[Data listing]
● ● ● ● ● ● ●
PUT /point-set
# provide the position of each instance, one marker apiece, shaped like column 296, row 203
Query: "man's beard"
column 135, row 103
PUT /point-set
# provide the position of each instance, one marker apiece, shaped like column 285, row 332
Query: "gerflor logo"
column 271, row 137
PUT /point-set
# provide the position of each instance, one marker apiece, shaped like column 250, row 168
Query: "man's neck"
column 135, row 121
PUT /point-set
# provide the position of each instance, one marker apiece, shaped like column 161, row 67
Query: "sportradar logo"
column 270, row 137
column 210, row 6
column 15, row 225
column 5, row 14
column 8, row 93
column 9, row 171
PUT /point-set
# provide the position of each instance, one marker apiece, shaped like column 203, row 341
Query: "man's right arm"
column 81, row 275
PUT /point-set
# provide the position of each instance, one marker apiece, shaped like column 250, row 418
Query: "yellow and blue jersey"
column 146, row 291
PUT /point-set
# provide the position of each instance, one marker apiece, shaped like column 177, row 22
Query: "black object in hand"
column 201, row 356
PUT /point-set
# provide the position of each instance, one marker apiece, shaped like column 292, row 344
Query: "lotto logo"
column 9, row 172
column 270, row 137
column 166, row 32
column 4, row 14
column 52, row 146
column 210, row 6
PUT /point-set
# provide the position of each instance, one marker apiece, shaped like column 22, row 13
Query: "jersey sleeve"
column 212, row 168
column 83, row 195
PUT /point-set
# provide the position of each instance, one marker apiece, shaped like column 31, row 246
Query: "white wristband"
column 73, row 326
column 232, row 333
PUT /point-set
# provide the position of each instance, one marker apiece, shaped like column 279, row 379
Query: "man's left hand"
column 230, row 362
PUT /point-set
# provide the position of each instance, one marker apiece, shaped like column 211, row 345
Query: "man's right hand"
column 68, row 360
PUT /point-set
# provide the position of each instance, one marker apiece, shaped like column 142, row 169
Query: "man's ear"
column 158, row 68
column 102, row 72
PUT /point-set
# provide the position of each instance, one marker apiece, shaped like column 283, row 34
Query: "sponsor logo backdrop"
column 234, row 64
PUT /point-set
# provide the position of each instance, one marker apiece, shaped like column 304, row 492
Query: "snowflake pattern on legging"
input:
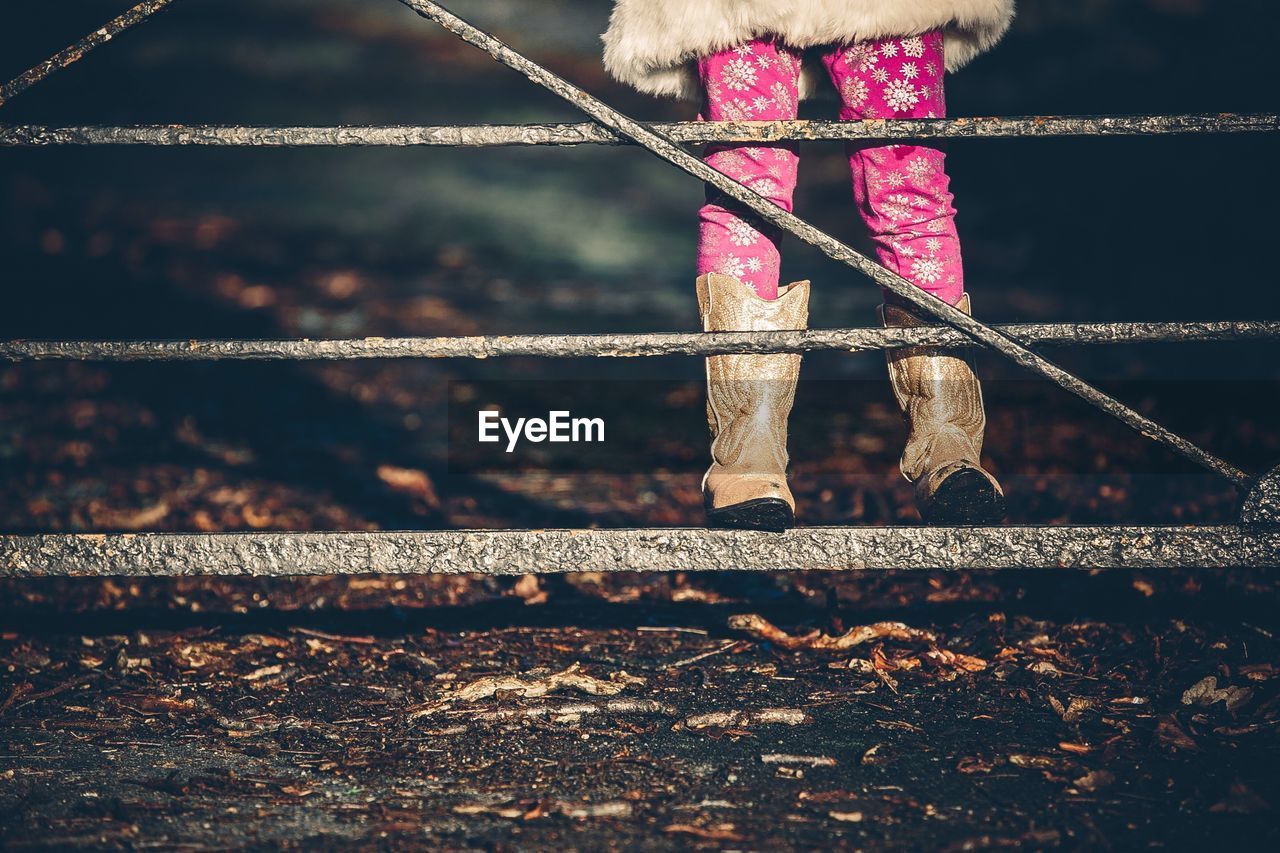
● ● ● ● ● ● ●
Problem details » Rewrite every line of the items above, putting "pin" in place of "marker" each time it appears and leaving everything else unchanged. Omit the pictures.

Correct response »
PUT /point-set
# provide the position of each instance, one pin apiece, shaped like column 296, row 203
Query: "man's beard"
column 135, row 103
PUT /point-set
# provide the position of each instance, one pin apiece, shaped like column 285, row 332
Query: "gerflor logo"
column 271, row 137
PUT /point-set
# provide the position of each instance, one pin apiece, shaped like column 250, row 168
Query: "man's neck"
column 135, row 121
PUT /point-set
# provide the position of each instance, one pin apiece, shaped like column 161, row 67
Query: "sportradar logo"
column 270, row 137
column 210, row 6
column 15, row 225
column 5, row 14
column 8, row 93
column 9, row 171
PUT /point-set
# provide the position of each instance, one pin apiece, shaped like column 203, row 341
Query: "man's right arm"
column 81, row 275
PUT /point-set
# provide the position of each instance, one pin apiece, shaped like column 250, row 418
Query: "yellow and blue jersey"
column 146, row 291
PUT /point-set
# provide the position of each instance, one pin apiece, shaped like column 177, row 22
Query: "black object in hand"
column 201, row 356
PUT /point-set
# provide the position of each instance, one pin apiece, shaped like column 292, row 344
Query: "lotto logo"
column 9, row 172
column 270, row 137
column 166, row 32
column 4, row 14
column 52, row 146
column 210, row 6
PUT /point-set
# provide the position of each instance, one pin apiece, shaped like column 22, row 13
Query: "jersey sleeve"
column 212, row 168
column 83, row 195
PUT /point-set
# provide the position of each instance, one pin apiece, shaped like column 31, row 246
Query: "white wristband"
column 73, row 326
column 232, row 333
PUT /point-set
# provide the position of each instance, one pin apiece, shaped like column 279, row 379
Query: "man's left hand"
column 230, row 362
PUT /point-set
# provide the position of each instance, one pin apiece, shaped like column 211, row 345
Query: "man's right hand"
column 68, row 360
PUT /point-set
# provide the position of each instance, one pin apiece, shaped like column 142, row 169
Query: "man's ear"
column 158, row 68
column 102, row 72
PUT /point-set
# provide the position of each instance, one pin apiece, shaped like column 283, row 34
Query: "sponsor logo backdrop"
column 234, row 64
PUT /point-set
# provide the position of each instance, one pin apiece, shaped like column 304, row 492
Query: "snowflake pattern on legging"
input:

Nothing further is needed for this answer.